## Goal
Pull out every line of the records below that contains the string "jacket", copying each one as it appears.

## Exercise materials
══════════
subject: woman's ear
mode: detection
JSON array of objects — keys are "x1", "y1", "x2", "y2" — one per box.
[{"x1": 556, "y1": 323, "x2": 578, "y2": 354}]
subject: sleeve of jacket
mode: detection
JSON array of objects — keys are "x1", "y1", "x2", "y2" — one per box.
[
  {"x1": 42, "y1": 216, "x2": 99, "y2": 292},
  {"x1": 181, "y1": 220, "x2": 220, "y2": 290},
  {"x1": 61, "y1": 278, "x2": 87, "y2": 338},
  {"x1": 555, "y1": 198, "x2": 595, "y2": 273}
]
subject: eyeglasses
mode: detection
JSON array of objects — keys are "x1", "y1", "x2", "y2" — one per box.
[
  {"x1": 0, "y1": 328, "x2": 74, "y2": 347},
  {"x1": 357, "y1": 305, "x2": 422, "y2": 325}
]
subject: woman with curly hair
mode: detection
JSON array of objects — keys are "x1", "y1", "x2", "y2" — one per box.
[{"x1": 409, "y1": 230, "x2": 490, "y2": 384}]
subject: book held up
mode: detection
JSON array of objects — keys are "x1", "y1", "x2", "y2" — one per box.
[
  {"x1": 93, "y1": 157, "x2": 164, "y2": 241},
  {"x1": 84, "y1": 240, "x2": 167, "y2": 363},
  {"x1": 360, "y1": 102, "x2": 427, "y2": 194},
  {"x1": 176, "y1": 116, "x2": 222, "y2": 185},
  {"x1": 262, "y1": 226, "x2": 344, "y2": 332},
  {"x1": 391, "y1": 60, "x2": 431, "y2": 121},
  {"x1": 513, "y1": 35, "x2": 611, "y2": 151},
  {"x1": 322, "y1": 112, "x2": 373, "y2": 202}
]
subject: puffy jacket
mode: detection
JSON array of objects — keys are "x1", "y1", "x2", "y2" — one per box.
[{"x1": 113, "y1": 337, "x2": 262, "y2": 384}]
══════════
## Answer to this problem
subject: sleeve of jacket
subject: puffy jacket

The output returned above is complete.